Text excerpt →
◆ ◆ ◆ ◆ ◆
Now, download and parse the data from the latest run:

latest_run = max(model_data.data.keys())  # datetime.datetime(2020, 7, 7, 12, 0)
data = model_data.data[latest_run]
# This will download the data to a temporary file, parse the data and delete the file
data.parse(delete=True)

The data.data dictionary now has the following structure:

# The first level has the valid times
valid_times = data.data.keys()
print(list(valid_times))
# -> [datetime.datetime(2020, 7, 7, 18, 0),
#     datetime.datetime(2020, 7, 7, 19, 0),
#     datetime.datetime(2020, 7, 7, 20, 0)]

The second level of the dictionary has the data vertical levels, here the earliest time step is shown:

earliest_step = min(valid_times)
data_levels = data.data[earliest_step].keys()
print(list(data_levels))
# -> [0, 2, 10]

Lets loop over these levels and print the dataset names and the units.

for level in data_levels:
    datasets = data.data[earliest_step][level]
    for dset in datasets:
        unit = datasets[dset]["units"]
        data_array = datasets[dset]["data"]  # Numpy array of the actual data
        print("Level: %d, dataset name: %s, data unit: %s" % (level, dset, units))

This will print:

Level: 0, dataset name: Mean sea level pressure, data unit: J m**-2
Level: 0, dataset name: Orography, data unit: J m**-2
Level: 0, dataset name: Surface thermal radiation downwards, data unit: J m**-2
Level: 0, dataset name: Surface net thermal radiation, data unit: J m**-2
Level: 0, dataset name: Surface net solar radiation, data unit: J m**-2
Level: 2, dataset name: 2 metre temperature, data unit: J m**-2
Level: 2, dataset name: 2 metre dewpoint temperature, data unit: J m**-2
Level: 2, dataset name: 2 metre relative humidity, data unit: J m**-2
Level: 10, dataset name: Mean wind direction, data unit: J m**-2
Level: 10, dataset name: 10 metre wind speed, data unit: J m**-2
Level: 10, dataset name: 10 metre U wind component, data unit: J m**-2
Level: 10, dataset name: 10 metre V wind component, data unit: J m**-2
Level: 10, dataset name: surface precipitation amount, rain, convective, data unit: J m**-2
Level: 10, dataset name: Total Cloud Cover, data unit: J m**-2
Level: 10, dataset name: Low cloud cover, data unit: J m**-2
Level: 10, dataset name: Medium cloud cover, data unit: J m**-2
Level: 10, dataset name: High cloud cover, data unit: J m**-2
Level: 10, dataset name: Land-sea mask, data unit: J m**-2
Level: 10, dataset name: Precipitation rate, data unit: J m**-2
Level: 10, dataset name: Maximum wind velocity, data unit: J m**-2
Level: 10, dataset name: 10 metre wind gust since previous post-processing, data unit: J m**-2
Level: 10, dataset name: Surface solar radiation downwards, data unit: J m**-2

The whole structure Grid.data[valid_time][level][dataset_name] with 'data' and 'units' members is common to all grid type WFS data.
◆ ◆ ◆ ◆ ◆
What this task involves →
Quote the passage on parsing weather model data, starting with "print(list(valid_times))" and going on through "earliest_step = min(valid_times)". The material has no connection to the text.

Given information →
◆ ◆ ◆ ◆ ◆
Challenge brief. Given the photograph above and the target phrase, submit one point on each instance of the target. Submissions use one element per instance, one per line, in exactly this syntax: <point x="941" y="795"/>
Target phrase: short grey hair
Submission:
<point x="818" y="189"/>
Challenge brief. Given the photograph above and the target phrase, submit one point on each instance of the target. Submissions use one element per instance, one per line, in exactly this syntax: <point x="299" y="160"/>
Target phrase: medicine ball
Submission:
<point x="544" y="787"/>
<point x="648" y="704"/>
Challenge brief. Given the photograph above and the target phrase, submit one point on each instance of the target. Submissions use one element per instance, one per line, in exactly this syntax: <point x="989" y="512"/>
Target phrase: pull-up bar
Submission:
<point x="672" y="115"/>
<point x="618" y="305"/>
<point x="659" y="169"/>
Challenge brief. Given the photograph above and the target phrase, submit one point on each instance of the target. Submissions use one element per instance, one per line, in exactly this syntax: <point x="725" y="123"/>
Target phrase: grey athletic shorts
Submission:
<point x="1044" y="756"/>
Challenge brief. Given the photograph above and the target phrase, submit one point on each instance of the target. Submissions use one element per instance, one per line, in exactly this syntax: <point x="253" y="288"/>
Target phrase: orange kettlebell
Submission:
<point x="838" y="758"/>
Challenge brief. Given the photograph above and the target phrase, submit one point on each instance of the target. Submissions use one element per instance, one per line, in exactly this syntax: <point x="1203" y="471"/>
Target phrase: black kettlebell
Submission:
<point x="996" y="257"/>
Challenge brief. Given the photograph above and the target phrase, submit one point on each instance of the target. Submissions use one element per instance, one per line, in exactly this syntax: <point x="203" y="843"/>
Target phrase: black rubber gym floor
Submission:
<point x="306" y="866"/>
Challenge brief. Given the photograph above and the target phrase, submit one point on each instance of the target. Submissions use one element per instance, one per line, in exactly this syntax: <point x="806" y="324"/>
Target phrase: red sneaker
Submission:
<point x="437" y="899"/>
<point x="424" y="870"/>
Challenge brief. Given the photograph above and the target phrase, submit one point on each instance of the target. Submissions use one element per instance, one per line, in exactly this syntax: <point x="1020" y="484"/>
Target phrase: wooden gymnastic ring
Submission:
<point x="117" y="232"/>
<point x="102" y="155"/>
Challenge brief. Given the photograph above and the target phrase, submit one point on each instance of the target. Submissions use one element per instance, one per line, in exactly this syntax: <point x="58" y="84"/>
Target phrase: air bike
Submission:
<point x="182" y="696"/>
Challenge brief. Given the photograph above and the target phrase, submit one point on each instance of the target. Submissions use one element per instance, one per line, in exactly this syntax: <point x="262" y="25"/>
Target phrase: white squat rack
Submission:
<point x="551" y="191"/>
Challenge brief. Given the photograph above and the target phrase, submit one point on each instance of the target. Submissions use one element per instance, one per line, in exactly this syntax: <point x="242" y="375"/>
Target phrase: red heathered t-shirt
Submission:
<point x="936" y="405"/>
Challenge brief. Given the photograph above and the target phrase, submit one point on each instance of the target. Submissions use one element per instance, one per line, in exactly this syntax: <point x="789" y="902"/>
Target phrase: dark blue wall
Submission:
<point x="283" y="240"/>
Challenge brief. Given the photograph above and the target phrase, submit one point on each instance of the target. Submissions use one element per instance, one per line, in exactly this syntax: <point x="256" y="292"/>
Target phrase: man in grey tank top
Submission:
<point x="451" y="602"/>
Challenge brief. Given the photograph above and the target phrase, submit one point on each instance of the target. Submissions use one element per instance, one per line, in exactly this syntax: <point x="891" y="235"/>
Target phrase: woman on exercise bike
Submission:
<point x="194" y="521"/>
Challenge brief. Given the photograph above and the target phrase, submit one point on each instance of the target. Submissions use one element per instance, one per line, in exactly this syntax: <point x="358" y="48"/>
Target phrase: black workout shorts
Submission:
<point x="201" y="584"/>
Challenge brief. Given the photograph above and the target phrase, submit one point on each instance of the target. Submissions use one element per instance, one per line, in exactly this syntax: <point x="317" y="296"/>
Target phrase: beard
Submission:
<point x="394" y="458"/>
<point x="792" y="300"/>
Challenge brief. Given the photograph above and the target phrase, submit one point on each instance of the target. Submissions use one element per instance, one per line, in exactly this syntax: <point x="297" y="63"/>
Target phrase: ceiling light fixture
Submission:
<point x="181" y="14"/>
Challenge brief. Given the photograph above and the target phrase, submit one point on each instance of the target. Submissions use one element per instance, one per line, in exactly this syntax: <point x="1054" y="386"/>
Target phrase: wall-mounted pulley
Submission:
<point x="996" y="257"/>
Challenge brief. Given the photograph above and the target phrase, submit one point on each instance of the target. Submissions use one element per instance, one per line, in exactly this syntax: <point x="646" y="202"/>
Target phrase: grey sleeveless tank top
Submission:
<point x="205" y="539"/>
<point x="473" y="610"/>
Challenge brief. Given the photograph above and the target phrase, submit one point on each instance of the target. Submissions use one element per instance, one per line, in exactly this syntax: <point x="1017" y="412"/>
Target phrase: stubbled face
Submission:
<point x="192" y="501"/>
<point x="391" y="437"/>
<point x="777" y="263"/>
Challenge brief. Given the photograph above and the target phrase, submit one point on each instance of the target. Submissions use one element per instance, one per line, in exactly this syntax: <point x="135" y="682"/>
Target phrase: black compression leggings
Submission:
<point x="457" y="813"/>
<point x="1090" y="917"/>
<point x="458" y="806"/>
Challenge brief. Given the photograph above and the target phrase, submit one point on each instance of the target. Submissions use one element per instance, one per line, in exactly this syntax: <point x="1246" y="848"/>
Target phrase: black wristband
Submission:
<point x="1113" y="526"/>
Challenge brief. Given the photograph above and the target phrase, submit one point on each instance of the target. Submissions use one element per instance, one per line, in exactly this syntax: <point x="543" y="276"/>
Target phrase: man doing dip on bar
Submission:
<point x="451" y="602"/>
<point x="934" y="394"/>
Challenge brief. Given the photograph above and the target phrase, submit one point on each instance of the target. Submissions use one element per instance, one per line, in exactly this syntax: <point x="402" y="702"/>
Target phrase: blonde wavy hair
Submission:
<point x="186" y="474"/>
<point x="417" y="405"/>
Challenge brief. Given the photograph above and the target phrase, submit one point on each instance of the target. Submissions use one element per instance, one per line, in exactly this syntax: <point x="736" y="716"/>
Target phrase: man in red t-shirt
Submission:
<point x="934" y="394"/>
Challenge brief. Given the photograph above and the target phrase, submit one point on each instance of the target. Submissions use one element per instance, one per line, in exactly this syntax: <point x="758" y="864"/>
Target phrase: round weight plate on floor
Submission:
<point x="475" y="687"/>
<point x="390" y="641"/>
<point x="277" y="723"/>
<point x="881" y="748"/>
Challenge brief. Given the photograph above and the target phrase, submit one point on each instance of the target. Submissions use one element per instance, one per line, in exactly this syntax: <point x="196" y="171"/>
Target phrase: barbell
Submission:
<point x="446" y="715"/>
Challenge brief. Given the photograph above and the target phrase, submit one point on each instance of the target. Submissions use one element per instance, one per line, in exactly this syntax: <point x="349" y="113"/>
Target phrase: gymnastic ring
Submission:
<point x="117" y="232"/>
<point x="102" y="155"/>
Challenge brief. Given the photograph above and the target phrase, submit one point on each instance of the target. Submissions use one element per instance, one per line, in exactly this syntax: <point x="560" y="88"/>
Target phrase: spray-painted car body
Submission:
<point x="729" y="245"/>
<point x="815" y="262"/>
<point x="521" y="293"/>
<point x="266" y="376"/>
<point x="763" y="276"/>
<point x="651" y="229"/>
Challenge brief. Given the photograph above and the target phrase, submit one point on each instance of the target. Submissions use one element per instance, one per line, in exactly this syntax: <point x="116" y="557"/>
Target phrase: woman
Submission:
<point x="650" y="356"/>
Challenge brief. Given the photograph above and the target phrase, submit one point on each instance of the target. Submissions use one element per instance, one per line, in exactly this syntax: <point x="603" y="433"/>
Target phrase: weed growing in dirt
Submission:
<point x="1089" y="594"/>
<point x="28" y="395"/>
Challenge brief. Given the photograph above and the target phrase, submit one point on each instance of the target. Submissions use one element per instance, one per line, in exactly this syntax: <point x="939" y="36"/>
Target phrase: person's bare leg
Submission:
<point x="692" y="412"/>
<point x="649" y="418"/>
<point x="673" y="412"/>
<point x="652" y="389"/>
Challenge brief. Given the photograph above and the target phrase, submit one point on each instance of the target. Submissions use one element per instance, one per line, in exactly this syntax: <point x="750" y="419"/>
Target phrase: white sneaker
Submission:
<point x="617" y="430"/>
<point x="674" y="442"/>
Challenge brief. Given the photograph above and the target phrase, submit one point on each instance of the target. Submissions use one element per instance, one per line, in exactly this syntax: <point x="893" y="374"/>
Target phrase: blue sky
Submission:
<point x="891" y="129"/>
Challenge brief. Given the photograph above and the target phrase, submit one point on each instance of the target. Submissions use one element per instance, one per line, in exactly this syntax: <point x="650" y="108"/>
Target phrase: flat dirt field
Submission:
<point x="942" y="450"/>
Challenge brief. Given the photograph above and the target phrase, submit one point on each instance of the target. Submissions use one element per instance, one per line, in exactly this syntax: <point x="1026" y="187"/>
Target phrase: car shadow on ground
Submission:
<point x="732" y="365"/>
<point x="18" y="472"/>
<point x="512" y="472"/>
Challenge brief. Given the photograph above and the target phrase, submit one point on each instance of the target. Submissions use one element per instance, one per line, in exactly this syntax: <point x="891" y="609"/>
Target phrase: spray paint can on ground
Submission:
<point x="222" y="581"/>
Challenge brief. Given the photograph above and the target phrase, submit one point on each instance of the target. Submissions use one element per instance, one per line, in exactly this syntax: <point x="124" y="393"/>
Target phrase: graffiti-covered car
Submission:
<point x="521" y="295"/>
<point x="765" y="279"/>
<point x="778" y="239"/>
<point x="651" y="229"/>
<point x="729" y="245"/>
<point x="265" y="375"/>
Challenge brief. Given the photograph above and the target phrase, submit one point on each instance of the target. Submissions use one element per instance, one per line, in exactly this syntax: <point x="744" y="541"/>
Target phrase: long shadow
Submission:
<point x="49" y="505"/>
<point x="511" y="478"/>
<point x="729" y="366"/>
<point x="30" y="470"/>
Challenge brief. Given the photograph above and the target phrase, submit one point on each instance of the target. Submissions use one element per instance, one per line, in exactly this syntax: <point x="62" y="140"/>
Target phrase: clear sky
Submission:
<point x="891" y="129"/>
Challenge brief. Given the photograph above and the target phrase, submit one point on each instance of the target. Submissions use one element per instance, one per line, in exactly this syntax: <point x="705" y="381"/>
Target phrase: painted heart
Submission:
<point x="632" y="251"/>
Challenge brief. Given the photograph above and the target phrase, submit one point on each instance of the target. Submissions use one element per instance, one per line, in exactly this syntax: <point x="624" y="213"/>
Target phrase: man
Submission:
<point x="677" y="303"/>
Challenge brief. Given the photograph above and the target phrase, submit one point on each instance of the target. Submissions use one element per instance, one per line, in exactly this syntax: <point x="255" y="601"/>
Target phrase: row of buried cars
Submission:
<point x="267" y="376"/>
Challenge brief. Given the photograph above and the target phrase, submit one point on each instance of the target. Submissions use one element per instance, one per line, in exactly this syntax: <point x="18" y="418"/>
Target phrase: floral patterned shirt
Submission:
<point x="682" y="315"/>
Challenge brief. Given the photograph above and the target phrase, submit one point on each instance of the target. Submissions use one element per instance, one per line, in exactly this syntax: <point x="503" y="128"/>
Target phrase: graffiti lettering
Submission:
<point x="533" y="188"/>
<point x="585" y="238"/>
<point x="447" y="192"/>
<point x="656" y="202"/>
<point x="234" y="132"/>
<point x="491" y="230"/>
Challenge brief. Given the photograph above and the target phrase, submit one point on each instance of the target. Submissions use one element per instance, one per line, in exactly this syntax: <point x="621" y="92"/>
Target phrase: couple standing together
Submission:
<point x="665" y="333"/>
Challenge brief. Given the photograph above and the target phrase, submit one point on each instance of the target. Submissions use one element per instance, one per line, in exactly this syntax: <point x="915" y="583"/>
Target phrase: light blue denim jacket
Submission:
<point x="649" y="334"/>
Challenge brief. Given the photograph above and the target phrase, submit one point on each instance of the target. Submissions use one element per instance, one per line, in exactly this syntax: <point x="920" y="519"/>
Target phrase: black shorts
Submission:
◆ ◆ ◆ ◆ ◆
Output for this exercise →
print(list(valid_times))
# -> [datetime.datetime(2020, 7, 7, 18, 0),
#     datetime.datetime(2020, 7, 7, 19, 0),
#     datetime.datetime(2020, 7, 7, 20, 0)]

The second level of the dictionary has the data vertical levels, here the earliest time step is shown:

earliest_step = min(valid_times)